» SELECTED EXCERPT
Content starts

Machine learning experiments need an organization structure that does not limit creativity. In general hierarchical organizations are not the perfect placed where experiments and new innovative business concepts can grow. Applying machine learning in an organization requires an organization that is data and IT driven. A perfect blueprint for a 100% good organization structure does not exist, but flexibility, learning are definitely needed. Depending on the impact of the machine learning project you are running you should make sure that the complete organization is informed and involved whenever needed.
Since your business is properly not Amazon, Microsoft or Google you will need partners. Partners should work with you together to solve your business problems. If you select partners pure doing a functional aspect, like hosting, data cleaning ,programming or support and maintenance you will miss the needed commitment and trust. Choosing the right partners for your machine learning project is even harder than for ordinary IT projects, due to the high knowledge factor involved. Some rule of thumbs when selecting partners: Big partners are not always better. With SMB partners who are committed to solve your business challenge with you governance structures are often easier and more flexible. Be aware for vendor lock-ins. Make sure you can change from partners whenever you want. So avoid vendor specific and black-box approaches for machine learning projects. Machine learning is based on learning, and learning requires openness. Trust and commitment are important factors when selecting partners. Commitment is needed since machine learning projects are in essence innovation projects that need a correct mindset. Use the input of your created solution architecture to determine what kind of partners are needed when. E.g. when your project is finished you need stability and continuity in partnerships more than when you are in an innovative phase.

Content ends

» Point-per-instance localization data

Content starts

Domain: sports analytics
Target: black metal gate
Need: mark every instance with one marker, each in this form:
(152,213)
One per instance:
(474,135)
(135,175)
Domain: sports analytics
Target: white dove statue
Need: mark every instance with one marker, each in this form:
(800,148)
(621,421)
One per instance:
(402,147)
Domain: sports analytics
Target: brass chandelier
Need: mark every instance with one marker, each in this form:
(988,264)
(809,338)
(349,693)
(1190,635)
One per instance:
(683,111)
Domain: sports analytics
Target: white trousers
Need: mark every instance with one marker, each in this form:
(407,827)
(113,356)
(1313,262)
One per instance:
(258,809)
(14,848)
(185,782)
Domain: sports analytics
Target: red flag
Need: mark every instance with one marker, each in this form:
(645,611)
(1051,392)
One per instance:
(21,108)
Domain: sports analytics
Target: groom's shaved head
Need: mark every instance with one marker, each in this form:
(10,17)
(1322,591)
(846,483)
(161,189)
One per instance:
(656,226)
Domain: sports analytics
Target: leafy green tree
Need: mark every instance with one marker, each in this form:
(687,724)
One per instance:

Content ends

» WORK ITEM
According to the machine learning excerpt, why is picking partners for a machine learning project harder than for ordinary IT projects?

» SOLUTION FOR THIS TASK
Because of the high knowledge factor involved.